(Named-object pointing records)
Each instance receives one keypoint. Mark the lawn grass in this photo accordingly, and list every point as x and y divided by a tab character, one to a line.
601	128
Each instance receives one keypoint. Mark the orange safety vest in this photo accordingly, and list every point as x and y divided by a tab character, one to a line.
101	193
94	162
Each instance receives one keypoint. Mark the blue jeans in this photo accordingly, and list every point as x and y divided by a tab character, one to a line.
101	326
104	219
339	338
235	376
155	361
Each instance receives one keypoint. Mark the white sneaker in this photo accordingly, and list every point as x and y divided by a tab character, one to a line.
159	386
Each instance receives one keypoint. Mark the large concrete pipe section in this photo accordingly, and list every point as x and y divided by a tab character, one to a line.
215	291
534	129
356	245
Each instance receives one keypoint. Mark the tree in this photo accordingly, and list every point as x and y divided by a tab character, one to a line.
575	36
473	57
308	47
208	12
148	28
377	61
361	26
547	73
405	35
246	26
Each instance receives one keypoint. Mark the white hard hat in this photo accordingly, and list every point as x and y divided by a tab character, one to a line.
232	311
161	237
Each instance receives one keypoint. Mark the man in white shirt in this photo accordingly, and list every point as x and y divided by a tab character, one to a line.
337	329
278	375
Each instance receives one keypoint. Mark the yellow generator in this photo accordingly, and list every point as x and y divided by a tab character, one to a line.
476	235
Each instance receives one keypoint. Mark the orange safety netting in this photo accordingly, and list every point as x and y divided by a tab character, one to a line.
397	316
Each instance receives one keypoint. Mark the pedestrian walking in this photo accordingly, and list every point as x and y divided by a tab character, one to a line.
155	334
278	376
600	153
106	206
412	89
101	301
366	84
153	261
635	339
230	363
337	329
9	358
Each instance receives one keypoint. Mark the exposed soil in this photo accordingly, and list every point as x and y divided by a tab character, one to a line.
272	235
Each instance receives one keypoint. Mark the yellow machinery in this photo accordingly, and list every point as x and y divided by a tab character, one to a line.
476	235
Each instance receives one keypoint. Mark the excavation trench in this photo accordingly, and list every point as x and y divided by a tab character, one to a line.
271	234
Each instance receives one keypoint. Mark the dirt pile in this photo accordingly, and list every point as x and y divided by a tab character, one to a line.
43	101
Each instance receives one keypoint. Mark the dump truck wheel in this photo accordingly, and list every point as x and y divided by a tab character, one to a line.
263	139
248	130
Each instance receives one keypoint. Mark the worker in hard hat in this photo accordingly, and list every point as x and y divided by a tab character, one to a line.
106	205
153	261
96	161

§ **What the task requires**
Put the data into a Markdown table with the columns Row and Line, starting at the line containing "Each instance receives one keypoint. Mark the exposed" and running through the last line of the data. Include both of those lines, number each row, and leave out blank lines.

§ **Full solution**
| Row | Line |
|---|---|
| 1 | Each instance receives one keypoint. Mark the exposed soil in this photo accordingly, and list every point as x and y divided by a tab character, one to a line. |
| 2 | 272	235 |
| 3 | Each instance receives one keypoint. Mark the yellow machinery in this photo accordingly, and list every point as x and y divided by a tab character, one to a line. |
| 4 | 476	235 |
| 5 | Each instance receives one keypoint. Mark the excavation trench in this photo accordingly, and list every point as x and y divided by a tab character, one to a line. |
| 6 | 271	234 |
| 7 | Each instance receives one keypoint. Mark the dirt pile in this photo accordingly, and list every point as x and y divided by a tab character, one to a line. |
| 8 | 43	101 |
| 9 | Each instance receives one keypoint. Mark the dump truck wheel in this photo accordingly, and list every point as x and y divided by a tab character, one to a line. |
| 10 | 263	139 |
| 11 | 248	130 |
| 12 | Each instance receives one keypoint. Mark the worker in hard hat in this photo accordingly, and list every point as x and y divided by a tab character, one to a line. |
| 13 | 106	205 |
| 14 | 153	261 |
| 15 | 96	161 |